→ Data for processing:

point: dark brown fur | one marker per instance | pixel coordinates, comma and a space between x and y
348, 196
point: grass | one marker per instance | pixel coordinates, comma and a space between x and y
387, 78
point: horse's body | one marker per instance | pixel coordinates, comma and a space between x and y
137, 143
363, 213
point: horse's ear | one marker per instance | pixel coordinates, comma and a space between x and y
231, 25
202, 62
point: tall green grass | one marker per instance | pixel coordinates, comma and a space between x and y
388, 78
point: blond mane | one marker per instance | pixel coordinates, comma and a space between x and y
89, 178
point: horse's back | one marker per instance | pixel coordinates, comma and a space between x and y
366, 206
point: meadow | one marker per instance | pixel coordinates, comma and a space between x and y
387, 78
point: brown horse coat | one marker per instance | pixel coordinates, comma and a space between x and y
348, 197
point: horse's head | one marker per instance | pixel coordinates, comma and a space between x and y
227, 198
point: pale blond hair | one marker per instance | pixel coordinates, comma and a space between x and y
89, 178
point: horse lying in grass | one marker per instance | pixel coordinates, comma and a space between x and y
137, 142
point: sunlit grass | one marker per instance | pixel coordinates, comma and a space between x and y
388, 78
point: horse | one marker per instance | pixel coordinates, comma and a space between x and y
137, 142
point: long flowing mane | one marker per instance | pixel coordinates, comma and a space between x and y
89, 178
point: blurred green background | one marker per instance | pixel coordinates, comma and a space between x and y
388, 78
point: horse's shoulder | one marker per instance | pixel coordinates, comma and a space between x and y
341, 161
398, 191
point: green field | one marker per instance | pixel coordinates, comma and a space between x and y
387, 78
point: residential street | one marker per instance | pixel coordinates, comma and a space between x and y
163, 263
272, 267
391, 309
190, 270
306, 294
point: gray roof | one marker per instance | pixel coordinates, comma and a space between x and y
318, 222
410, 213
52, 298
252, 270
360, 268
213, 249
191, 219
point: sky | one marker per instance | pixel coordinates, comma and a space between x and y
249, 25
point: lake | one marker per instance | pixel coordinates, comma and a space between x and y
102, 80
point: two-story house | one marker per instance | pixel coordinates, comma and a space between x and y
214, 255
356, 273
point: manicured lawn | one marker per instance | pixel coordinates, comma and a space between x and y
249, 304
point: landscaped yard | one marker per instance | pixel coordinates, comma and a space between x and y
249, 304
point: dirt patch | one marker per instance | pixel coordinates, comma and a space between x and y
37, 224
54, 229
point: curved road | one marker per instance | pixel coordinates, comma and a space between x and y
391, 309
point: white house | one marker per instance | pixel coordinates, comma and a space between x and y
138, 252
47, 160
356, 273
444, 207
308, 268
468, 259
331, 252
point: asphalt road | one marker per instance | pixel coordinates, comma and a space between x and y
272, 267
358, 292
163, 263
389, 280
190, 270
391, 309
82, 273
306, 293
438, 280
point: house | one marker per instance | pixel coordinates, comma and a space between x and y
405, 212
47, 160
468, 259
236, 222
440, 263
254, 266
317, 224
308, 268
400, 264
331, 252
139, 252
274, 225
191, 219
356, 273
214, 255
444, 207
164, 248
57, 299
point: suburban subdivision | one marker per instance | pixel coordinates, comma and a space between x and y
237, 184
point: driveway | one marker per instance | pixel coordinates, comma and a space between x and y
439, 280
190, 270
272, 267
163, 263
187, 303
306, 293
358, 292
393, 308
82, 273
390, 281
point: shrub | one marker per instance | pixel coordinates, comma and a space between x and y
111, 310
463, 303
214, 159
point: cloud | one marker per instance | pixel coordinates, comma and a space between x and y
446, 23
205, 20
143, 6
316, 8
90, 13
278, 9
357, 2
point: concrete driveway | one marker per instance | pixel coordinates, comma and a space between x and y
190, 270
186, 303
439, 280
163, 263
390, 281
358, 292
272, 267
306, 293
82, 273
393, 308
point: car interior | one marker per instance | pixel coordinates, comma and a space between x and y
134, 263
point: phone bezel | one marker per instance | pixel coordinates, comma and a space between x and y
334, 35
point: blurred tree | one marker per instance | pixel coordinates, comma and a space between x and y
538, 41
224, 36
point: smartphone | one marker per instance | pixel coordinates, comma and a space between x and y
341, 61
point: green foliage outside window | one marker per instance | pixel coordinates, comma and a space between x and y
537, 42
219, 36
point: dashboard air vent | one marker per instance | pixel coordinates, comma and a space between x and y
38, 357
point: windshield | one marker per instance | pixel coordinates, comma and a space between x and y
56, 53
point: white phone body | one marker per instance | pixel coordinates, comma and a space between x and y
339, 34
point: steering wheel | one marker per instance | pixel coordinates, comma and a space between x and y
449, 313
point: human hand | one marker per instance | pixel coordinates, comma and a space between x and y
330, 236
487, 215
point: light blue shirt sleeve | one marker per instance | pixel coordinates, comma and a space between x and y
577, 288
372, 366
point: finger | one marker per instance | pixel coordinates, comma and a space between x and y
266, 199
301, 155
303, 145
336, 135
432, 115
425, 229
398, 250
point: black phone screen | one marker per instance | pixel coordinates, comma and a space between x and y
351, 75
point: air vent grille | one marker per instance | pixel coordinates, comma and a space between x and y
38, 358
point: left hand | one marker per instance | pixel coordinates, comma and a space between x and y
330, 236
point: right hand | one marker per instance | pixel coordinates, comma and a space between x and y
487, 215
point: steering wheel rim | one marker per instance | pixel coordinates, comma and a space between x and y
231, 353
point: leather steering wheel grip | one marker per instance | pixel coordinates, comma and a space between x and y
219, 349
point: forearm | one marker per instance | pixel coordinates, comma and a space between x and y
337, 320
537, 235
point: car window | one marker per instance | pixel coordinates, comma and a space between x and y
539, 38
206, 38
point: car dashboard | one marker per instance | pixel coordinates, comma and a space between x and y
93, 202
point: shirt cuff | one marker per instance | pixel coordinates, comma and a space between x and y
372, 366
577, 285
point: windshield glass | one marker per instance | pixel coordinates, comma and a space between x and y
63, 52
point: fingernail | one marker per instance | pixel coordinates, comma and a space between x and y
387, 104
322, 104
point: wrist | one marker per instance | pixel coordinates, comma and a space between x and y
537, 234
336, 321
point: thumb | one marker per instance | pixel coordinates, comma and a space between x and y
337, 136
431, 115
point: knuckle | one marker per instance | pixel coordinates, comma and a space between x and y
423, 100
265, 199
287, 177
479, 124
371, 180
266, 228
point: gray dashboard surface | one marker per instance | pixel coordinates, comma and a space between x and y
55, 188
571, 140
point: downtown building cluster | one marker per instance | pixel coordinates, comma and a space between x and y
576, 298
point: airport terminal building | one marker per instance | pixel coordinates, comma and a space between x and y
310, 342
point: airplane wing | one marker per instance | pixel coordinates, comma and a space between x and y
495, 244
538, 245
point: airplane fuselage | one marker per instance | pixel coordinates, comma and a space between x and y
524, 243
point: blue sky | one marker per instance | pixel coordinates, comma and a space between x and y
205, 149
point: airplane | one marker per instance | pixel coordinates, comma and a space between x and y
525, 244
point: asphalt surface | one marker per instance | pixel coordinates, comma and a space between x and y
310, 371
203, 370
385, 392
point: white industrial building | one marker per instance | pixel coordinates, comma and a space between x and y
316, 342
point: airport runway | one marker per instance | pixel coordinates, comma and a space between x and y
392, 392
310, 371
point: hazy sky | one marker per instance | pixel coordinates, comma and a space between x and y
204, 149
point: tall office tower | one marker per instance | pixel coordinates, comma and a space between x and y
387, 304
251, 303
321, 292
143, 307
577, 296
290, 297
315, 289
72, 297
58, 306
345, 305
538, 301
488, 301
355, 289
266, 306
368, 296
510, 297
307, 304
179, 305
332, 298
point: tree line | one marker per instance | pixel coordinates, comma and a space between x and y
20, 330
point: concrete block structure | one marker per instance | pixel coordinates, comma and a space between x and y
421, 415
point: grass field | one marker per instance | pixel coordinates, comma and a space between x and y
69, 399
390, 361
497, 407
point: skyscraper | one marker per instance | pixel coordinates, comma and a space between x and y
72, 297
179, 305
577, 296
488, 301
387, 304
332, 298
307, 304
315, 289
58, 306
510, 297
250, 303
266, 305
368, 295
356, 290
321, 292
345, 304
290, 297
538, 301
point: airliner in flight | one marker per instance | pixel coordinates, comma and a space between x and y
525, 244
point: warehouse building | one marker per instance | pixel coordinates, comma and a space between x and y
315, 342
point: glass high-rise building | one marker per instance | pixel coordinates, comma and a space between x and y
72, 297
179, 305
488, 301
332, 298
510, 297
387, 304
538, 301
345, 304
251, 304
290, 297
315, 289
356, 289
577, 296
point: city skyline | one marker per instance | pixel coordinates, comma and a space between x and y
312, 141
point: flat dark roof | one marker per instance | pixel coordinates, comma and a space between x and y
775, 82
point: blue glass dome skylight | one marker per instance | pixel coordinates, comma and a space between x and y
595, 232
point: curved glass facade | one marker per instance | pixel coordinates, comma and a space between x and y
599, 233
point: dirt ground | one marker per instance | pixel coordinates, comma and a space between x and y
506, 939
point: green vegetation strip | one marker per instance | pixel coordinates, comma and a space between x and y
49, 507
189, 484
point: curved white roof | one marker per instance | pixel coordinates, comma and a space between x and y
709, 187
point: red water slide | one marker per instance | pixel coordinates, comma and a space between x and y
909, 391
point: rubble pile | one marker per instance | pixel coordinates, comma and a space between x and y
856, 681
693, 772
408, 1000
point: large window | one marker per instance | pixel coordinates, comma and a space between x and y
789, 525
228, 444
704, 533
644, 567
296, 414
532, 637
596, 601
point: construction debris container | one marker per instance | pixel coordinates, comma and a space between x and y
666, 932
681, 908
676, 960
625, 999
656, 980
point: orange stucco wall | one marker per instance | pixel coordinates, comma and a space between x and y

→ Written exercise: Locate the line with "point: curved glass" in the entries above; extract it and every line after it, verbatim.

→ Answer to this problem:
point: curved glass facade | one marker per instance | pixel coordinates, comma and a space between x and y
599, 233
point: dirt ground | one marker per instance | pixel coordinates, comma and a space between x and y
506, 939
point: green vegetation strip | one marker per instance | pixel coordinates, comma and a space between x and y
49, 507
189, 484
point: curved white roof | one marker per instance | pixel coordinates, comma and a space between x and y
709, 187
point: red water slide | one marker per instance | pixel coordinates, comma and a space between x and y
909, 391
point: rubble pile | one marker per instance | pixel coordinates, comma and a space between x and y
856, 681
693, 772
408, 1000
point: large window | one marker per instance | pixel coordinates, comma and a space between x and y
789, 525
228, 444
704, 533
644, 567
296, 414
532, 637
596, 601
point: construction debris container | one marker per instance | pixel coordinates, comma and a space between x and y
666, 932
681, 908
676, 960
625, 999
656, 980
point: orange stucco wall | one marker per instance | pixel coordinates, comma and a space between x and y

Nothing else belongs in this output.